* [WRITTEN REQUEST]
How many lines in the records below contain the word "green"? Reply with the number alone.

╭─ DATA SUPPLIED

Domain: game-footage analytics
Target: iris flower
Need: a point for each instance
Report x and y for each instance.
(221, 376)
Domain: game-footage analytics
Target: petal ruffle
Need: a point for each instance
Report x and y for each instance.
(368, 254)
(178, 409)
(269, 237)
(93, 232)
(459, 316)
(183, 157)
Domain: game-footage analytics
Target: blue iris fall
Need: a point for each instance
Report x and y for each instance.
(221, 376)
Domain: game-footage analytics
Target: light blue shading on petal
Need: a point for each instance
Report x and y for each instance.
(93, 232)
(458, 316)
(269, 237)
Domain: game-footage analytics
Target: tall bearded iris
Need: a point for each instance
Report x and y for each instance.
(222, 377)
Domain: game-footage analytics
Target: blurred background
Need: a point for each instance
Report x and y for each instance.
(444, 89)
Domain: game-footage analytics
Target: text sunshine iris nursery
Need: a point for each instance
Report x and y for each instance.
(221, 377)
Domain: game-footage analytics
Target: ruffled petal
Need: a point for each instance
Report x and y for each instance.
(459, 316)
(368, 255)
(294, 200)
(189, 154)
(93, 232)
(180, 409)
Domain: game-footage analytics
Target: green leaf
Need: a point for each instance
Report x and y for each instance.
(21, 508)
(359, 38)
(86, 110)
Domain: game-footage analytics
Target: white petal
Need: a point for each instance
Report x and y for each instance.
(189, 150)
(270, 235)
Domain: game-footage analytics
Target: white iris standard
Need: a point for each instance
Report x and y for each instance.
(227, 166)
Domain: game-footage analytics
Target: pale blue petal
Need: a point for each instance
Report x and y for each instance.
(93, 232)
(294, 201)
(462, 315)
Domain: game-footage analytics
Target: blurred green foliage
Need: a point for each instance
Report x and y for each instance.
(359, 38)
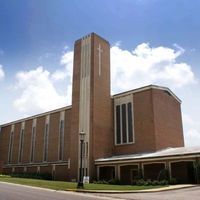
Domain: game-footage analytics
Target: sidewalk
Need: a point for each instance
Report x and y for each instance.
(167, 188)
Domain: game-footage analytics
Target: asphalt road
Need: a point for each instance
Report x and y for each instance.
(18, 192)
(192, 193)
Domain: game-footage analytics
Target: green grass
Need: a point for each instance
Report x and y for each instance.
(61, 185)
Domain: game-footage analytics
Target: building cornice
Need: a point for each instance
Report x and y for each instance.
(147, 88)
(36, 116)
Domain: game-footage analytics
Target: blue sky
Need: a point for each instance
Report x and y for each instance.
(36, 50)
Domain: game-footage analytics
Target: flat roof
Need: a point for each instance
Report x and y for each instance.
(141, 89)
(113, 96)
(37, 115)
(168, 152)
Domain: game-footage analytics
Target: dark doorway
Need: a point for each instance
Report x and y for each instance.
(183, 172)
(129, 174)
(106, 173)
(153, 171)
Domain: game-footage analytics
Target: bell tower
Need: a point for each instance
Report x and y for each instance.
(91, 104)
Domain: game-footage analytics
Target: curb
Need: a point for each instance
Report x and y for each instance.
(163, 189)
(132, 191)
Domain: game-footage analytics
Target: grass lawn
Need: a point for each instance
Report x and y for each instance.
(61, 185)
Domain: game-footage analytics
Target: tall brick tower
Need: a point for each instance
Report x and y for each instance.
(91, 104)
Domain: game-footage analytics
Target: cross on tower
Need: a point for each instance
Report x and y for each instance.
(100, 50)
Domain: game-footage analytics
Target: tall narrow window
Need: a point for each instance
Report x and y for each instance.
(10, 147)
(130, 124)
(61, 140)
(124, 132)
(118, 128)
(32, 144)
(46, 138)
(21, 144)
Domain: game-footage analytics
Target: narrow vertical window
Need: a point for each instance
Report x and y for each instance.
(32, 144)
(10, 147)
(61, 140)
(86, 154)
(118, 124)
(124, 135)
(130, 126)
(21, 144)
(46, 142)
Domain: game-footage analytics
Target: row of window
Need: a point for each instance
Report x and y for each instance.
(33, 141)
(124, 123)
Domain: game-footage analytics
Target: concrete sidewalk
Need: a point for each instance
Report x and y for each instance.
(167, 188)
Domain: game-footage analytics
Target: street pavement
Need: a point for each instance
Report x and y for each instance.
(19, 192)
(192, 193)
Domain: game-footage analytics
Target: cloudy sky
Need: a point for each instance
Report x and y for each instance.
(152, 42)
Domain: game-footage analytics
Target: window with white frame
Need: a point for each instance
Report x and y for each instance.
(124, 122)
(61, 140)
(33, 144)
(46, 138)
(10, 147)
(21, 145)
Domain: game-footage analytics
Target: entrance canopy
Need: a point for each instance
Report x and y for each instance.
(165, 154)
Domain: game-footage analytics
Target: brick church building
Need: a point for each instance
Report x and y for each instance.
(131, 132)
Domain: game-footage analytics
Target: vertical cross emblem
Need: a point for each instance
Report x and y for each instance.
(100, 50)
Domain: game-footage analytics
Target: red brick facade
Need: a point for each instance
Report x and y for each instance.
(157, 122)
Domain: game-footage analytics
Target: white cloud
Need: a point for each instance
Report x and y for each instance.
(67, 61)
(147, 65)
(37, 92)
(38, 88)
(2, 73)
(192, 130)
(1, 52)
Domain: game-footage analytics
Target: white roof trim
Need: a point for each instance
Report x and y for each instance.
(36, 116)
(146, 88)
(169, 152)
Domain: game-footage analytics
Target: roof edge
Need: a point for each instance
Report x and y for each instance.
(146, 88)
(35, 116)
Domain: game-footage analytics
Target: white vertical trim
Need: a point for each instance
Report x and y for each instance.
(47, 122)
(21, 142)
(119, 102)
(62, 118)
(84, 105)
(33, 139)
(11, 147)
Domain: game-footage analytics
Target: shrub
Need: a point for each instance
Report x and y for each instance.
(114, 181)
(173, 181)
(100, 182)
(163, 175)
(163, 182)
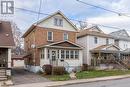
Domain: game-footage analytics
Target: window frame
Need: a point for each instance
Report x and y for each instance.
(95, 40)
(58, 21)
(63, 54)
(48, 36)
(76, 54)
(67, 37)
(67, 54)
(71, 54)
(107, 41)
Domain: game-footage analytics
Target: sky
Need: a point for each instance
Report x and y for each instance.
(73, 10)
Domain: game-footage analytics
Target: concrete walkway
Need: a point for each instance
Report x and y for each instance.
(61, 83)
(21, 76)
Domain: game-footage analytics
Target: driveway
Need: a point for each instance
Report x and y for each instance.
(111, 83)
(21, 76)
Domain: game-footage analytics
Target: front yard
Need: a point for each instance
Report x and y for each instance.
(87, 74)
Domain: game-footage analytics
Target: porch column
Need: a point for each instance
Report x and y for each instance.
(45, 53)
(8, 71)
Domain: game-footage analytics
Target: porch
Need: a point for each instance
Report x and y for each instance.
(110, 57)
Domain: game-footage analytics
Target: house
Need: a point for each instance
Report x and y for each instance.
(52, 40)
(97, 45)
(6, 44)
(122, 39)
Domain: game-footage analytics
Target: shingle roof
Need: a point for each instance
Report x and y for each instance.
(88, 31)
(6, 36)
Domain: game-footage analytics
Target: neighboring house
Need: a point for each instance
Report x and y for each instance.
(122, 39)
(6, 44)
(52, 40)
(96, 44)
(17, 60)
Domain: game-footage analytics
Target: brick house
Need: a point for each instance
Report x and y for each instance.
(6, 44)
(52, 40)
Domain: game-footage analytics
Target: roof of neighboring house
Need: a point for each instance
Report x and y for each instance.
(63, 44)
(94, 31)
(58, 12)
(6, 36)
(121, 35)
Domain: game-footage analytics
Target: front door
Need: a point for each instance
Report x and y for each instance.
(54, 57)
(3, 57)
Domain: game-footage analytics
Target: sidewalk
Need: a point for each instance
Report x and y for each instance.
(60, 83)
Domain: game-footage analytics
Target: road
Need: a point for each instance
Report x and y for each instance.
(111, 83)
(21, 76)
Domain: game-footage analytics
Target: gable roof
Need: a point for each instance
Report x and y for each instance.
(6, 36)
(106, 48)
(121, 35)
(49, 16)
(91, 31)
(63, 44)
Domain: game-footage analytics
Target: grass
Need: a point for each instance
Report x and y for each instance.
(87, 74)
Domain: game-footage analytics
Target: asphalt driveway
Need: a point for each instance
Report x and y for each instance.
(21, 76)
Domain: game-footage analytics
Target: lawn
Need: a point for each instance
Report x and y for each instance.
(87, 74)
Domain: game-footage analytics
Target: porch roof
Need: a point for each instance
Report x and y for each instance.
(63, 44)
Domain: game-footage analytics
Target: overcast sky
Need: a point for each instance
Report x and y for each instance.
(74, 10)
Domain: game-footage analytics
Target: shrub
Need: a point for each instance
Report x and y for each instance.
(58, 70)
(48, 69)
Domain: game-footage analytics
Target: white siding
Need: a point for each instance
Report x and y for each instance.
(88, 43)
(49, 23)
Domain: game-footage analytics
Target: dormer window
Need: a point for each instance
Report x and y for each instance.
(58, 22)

╰─
╭─ DATA SUPPLIED

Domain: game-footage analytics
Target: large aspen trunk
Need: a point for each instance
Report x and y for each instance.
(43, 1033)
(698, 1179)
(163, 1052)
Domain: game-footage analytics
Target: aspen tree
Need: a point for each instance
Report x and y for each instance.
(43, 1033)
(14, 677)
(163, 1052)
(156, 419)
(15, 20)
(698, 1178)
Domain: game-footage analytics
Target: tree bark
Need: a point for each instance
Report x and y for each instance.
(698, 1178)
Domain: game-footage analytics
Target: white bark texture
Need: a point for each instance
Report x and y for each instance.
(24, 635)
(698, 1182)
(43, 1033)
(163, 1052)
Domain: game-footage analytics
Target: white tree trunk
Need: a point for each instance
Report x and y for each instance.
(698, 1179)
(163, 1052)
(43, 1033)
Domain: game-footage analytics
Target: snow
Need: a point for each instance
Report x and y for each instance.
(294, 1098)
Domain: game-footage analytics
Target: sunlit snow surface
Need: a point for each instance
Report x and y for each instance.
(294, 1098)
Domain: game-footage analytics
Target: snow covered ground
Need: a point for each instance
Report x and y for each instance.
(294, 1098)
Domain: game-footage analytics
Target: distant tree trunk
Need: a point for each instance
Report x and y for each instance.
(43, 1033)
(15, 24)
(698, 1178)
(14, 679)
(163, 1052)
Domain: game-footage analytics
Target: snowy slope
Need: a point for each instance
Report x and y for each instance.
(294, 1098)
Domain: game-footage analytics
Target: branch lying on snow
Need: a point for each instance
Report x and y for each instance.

╰─

* [SOLUTION TO THE PROBLEM]
3